◆ OBJECTIVE 1
In the listing below, copy word for word the lines that start with the line containing "Labeling job #4072 — target category: protest" and run through the line containing "[660,82,753,139]". Include both of those lines.

◆ QUOTED TEXT
• • • •

# Omg i am so excited!!!! Finally!!!!



## KZoppa (Aug 14, 2010)

I thought this day would NEVER come. Riley.... my evil puppy hater who would rather have ripped Shasta to pieces (but never did because he'd be in a world of trouble and knew it) has FINALLY accepted Shasta. How do i know this? HE PLAYED WITH HER!!! Like actually 100% played with her. I HAVE VIDEOS AS PROOF!!! Uploading them now and will post in this as soon as i'm able!!! I am so excited. you have NOOOOOOOO idea. The way he was acting, i thought we would never be able to see them actually get along despite Shasta trying with all her might to get him to like her. I think Riley just had the most fun he's had since we had to leave Zena with my inlaws. This is a seriously massive breakthrough. Currently it tops all others right now. And in the videos.... tell me that you dont think Shasta is a big puppy for 5 1/2 months old. Riley is a very large boy. he's about 90 lbs right now. Except for the flea allergies that have caused missing patches of fur and such and the shedding like crazy (we seriously cant brush him enough. Fur in clumps with more to spare!). Shasta weighed in at 47.6 pounds at her last check up. She's just a little over being half of Riley's height...

• • • •

◆ RECORDS TO USE
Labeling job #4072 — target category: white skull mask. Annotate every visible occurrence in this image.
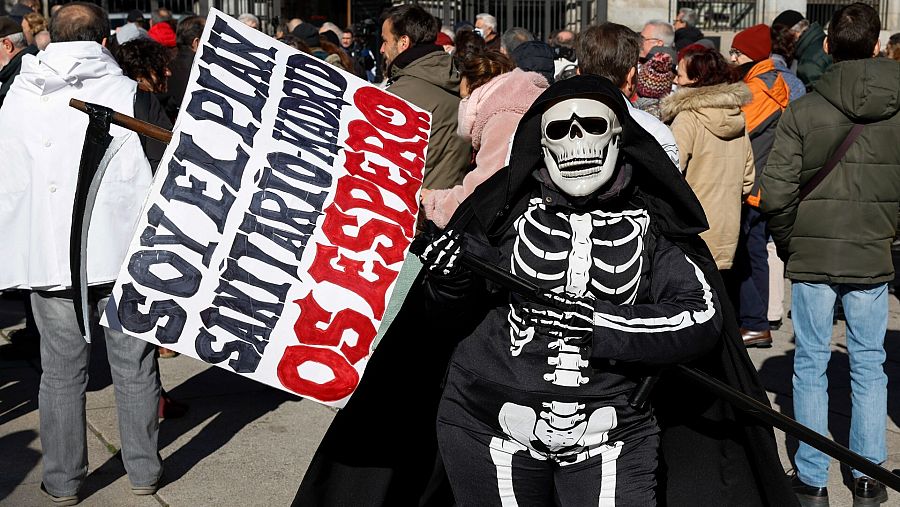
[541,98,622,197]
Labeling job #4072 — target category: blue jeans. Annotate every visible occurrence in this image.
[31,292,162,496]
[791,282,888,488]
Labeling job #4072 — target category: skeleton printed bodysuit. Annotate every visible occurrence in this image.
[439,174,720,505]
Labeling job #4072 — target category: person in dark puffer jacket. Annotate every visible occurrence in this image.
[761,3,900,505]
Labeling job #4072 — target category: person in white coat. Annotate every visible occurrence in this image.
[0,2,162,505]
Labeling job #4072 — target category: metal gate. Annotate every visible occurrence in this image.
[673,0,762,31]
[806,0,888,30]
[394,0,598,40]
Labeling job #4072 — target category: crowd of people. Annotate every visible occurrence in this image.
[0,0,900,505]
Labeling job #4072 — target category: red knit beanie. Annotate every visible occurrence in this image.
[731,24,772,62]
[147,21,175,48]
[434,32,453,46]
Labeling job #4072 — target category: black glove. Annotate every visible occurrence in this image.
[521,292,594,346]
[419,230,464,278]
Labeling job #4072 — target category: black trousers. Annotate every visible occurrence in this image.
[437,422,659,507]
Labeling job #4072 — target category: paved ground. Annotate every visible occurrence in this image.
[0,282,900,507]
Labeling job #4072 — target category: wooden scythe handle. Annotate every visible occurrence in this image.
[69,99,172,144]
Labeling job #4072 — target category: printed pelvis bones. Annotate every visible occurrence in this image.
[541,99,622,197]
[499,401,617,463]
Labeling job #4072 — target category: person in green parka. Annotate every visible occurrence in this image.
[381,5,472,189]
[760,3,900,505]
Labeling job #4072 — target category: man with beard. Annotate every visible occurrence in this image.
[381,5,471,189]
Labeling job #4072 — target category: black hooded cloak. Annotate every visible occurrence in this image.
[294,76,797,507]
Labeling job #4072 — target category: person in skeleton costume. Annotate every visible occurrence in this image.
[294,76,796,506]
[423,76,722,506]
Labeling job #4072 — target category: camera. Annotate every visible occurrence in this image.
[550,46,575,62]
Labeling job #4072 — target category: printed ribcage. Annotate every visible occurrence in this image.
[509,198,649,356]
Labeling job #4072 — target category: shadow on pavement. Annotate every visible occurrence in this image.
[0,430,41,502]
[759,330,900,492]
[82,365,297,504]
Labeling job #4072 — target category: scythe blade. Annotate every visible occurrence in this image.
[69,104,125,342]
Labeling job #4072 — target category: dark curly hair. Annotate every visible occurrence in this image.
[453,30,485,69]
[115,39,171,93]
[678,44,739,88]
[771,24,797,67]
[459,51,516,93]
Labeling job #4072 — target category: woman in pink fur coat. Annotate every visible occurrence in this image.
[422,52,548,229]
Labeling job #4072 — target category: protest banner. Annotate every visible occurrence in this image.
[102,9,431,406]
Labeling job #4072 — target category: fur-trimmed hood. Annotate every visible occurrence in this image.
[457,69,549,150]
[660,82,753,139]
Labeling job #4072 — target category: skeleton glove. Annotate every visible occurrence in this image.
[522,292,594,346]
[419,230,463,278]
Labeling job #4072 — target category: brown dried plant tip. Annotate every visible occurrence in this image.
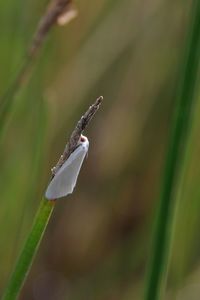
[51,96,103,178]
[28,0,77,56]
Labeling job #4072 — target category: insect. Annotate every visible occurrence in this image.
[45,135,89,200]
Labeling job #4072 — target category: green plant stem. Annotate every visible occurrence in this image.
[2,198,55,300]
[144,0,200,300]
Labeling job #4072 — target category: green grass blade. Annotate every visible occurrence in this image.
[144,0,200,300]
[2,199,55,300]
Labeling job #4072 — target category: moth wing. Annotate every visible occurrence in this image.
[45,145,88,199]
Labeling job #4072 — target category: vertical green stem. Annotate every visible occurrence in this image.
[2,199,55,300]
[144,0,200,300]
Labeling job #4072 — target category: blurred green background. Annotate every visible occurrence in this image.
[0,0,200,300]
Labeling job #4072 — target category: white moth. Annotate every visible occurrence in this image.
[45,135,89,200]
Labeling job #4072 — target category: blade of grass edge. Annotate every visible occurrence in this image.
[144,0,200,300]
[2,198,55,300]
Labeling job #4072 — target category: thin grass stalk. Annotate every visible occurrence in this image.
[144,0,200,300]
[2,198,56,300]
[2,96,103,300]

• • • •

◆ OBJECTIVE 2
According to the forum post about Riley and Shasta, what did Shasta weigh at her last checkup?

◆ EXERCISE SOLUTION 1
Labeling job #4072 — target category: protest banner. Annotate every visible occurrence in this image.
[102,9,431,406]
Labeling job #4072 — target category: fur-trimmed hood. Annotate every visible occurrence in this image.
[457,69,549,150]
[660,82,753,139]

◆ EXERCISE SOLUTION 2
47.6 pounds